ACTIVITY
Which lines in the records below contain the word "boom"? Copy each of them.

[Referring expression pointing data]
=====
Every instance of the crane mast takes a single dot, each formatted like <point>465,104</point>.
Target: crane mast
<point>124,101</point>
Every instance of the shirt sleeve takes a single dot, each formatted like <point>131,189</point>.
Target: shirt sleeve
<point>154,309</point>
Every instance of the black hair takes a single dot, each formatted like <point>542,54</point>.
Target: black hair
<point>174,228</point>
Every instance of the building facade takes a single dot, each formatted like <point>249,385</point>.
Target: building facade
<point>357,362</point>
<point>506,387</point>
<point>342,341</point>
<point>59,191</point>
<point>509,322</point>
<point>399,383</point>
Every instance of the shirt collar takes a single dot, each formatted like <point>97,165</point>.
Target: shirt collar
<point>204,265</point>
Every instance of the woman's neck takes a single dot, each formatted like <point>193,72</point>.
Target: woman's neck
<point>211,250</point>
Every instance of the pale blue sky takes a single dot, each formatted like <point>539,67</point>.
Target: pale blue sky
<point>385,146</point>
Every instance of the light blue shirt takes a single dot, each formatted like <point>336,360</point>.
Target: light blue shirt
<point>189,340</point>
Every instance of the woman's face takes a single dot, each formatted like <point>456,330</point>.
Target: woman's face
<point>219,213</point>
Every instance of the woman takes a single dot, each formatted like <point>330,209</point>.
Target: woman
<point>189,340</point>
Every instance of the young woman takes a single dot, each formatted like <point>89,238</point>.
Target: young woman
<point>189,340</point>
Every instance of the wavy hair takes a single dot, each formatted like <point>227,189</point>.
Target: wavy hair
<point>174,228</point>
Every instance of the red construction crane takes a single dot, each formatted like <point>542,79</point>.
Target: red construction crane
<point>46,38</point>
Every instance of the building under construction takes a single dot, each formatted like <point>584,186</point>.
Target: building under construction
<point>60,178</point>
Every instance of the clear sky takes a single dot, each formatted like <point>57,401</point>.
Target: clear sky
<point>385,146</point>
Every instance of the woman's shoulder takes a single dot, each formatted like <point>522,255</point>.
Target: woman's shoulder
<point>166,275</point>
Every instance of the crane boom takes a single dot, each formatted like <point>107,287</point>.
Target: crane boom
=====
SOLUTION TO THIS TASK
Every instance of the crane boom takes a single dot, each formatted like <point>107,287</point>.
Target: crane boom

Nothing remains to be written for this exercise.